---------- SOURCE RECORDS ----------

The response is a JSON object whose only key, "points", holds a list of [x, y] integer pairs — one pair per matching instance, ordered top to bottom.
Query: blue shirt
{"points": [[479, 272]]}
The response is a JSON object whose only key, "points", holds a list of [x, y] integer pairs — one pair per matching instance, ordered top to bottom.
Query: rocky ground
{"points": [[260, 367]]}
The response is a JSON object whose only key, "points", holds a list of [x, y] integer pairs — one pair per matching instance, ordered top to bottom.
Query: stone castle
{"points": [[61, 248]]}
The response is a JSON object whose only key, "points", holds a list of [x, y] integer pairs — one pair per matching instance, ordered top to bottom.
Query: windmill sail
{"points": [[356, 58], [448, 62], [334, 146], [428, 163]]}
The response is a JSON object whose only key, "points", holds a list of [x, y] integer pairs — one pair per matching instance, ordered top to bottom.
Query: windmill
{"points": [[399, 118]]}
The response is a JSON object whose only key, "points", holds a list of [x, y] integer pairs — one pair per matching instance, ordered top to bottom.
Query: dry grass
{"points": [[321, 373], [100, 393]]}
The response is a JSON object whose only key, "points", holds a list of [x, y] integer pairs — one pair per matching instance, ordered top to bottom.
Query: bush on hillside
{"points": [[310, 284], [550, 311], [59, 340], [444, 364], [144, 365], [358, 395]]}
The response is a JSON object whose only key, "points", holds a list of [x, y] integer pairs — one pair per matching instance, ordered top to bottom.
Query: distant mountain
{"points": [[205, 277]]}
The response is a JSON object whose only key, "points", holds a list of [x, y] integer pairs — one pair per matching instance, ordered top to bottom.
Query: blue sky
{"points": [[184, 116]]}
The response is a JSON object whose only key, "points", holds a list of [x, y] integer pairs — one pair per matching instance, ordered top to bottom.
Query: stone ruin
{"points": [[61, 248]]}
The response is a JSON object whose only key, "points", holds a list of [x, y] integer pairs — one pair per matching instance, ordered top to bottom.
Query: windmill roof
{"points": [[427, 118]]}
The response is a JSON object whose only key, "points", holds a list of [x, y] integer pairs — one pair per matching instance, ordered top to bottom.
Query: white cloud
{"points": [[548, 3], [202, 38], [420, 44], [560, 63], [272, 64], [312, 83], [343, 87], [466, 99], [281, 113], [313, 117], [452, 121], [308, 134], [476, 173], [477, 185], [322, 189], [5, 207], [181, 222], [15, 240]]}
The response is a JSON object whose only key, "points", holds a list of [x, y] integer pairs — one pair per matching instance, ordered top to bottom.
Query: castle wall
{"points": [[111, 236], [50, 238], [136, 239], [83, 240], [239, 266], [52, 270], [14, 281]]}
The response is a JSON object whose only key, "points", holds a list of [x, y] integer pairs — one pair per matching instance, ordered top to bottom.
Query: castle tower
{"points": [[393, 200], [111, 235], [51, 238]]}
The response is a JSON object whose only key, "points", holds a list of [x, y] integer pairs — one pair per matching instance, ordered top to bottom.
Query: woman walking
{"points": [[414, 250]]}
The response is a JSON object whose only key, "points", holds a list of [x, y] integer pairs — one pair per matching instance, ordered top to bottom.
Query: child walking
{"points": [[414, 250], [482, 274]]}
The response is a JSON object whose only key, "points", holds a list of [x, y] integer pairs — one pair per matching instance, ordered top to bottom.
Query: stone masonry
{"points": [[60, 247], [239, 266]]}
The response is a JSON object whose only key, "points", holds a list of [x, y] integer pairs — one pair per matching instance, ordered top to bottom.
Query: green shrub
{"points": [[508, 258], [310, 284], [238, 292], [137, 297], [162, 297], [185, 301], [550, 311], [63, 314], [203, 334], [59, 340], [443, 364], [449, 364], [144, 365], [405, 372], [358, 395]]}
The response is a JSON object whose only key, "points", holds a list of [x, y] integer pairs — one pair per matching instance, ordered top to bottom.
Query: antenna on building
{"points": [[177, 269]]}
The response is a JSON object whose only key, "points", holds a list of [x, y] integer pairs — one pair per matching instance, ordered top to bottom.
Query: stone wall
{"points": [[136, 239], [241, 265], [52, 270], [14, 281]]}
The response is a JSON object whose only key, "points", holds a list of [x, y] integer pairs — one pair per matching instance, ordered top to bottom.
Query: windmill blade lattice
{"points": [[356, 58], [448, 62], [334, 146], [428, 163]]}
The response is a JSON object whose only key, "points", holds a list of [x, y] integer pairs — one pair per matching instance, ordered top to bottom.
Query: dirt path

----------

• AIM OF THE EXERCISE:
Please set down the entire listing once more, exactly as it stands.

• REPLY:
The response is a JSON object whose only key, "points", holds a list of [x, y] integer pairs — one pair per matching instance, ordered top to bottom.
Query: blue shirt
{"points": [[479, 272]]}
The response is a JSON object whose only key, "points", holds a list of [x, y] integer pairs — one pair per matching instance, ordered top to bottom.
Query: rocky ground
{"points": [[260, 367]]}
The response is a JSON object whose only key, "points", holds a list of [x, y] integer pairs — one pair per matching instance, ordered top to bottom.
Query: stone castle
{"points": [[61, 248]]}
The response is a JSON object whose only key, "points", holds a list of [x, y] integer pairs — one pair per matching instance, ordered top to bottom.
Query: windmill sail
{"points": [[356, 58], [448, 62], [334, 146], [428, 163]]}
The response is a JSON object whose only key, "points", holds a list of [x, y] integer pairs — one pair per matching instance, ordered top to bottom.
Query: windmill
{"points": [[399, 118]]}
The response is a JSON object whose only key, "points", holds a list of [x, y] integer pairs — one pair per matching instance, ordered top to bottom.
Query: dry grass
{"points": [[321, 373], [100, 393]]}
The response is a JSON object whose only key, "points", holds a list of [x, y] integer pairs — one pair per matching instance, ordered top to bottom.
Query: bush on hillside
{"points": [[310, 284], [550, 311], [59, 340], [444, 364], [144, 365], [358, 395]]}
The response is a JSON object whose only key, "points", holds a list of [x, y] integer pairs — one pair per matching instance, ordered top to bottom.
Query: distant mountain
{"points": [[205, 277]]}
The response is a JSON object whose only key, "points", holds a list of [x, y] integer pairs — one pair per matching instance, ordered top to bottom.
Query: blue sky
{"points": [[184, 116]]}
The response is a JSON object whose only key, "points", holds a list of [x, y] integer pairs — one pair per matching instance, ordered top to bottom.
Query: stone ruin
{"points": [[61, 248]]}
The response is a JSON object whose only key, "points", holds a list of [x, y] integer pairs — one pair per matching instance, ordered top to bottom.
Query: windmill roof
{"points": [[427, 118]]}
The response is a JSON object whose only key, "points", holds a list of [x, y] integer pairs — one pair per matching instance, ordered top to bottom.
Query: white cloud
{"points": [[548, 3], [202, 38], [420, 44], [560, 63], [272, 64], [312, 83], [343, 87], [466, 99], [281, 113], [313, 117], [452, 121], [308, 134], [476, 173], [477, 185], [322, 189], [5, 207], [181, 222], [15, 240]]}
The response is a JSON object whose only key, "points", holds a list of [x, y] integer pairs — one pair per matching instance, ordered top to bottom.
Query: castle wall
{"points": [[111, 236], [50, 238], [136, 239], [83, 240], [239, 266], [52, 270], [14, 281]]}
The response is a JSON object whose only key, "points", holds a list of [x, y] integer pairs — one pair per matching instance, ordered top to bottom.
Query: castle tower
{"points": [[393, 200], [111, 235], [51, 238]]}
The response is a JSON object whose only key, "points", holds a list of [x, y] integer pairs — one pair per matching instance, ordered top to bottom.
Query: woman walking
{"points": [[414, 250]]}
The response is a JSON object whose only key, "points", holds a list of [x, y] integer pairs — one pair per matching instance, ordered top to bottom.
Query: child walking
{"points": [[414, 250], [482, 274]]}
The response is a JSON object whose only key, "points", holds a list of [x, y] integer pairs — one pair per matching instance, ordered top to bottom.
Query: stone masonry
{"points": [[60, 247], [239, 266]]}
The response is a JSON object whose only key, "points", holds a list of [x, y] integer pairs — one pair per matching instance, ordered top to bottom.
Query: green shrub
{"points": [[508, 258], [310, 284], [238, 292], [137, 297], [162, 297], [185, 301], [550, 311], [63, 314], [203, 334], [59, 340], [443, 364], [449, 364], [144, 365], [405, 372], [358, 395]]}
The response is a JSON object whose only key, "points", holds a list of [x, y] integer pairs — one pair per matching instance, ordered top to bottom.
Query: antenna on building
{"points": [[177, 269]]}
The response is a JSON object whose only key, "points", holds a list of [x, y] integer pairs — one pair per matching instance, ordered top to bottom.
Query: stone wall
{"points": [[136, 239], [241, 265], [52, 270], [14, 281]]}
The response is a JSON object whose only key, "points", holds a list of [x, y] integer pairs — one pair per matching instance, ordered top to bottom.
Query: windmill blade lattice
{"points": [[356, 58], [448, 62], [334, 146], [428, 163]]}
The response is a JSON object whose only key, "points", holds a list of [x, y] integer pairs — one pair per matching instance, ordered top to bottom.
Query: dirt path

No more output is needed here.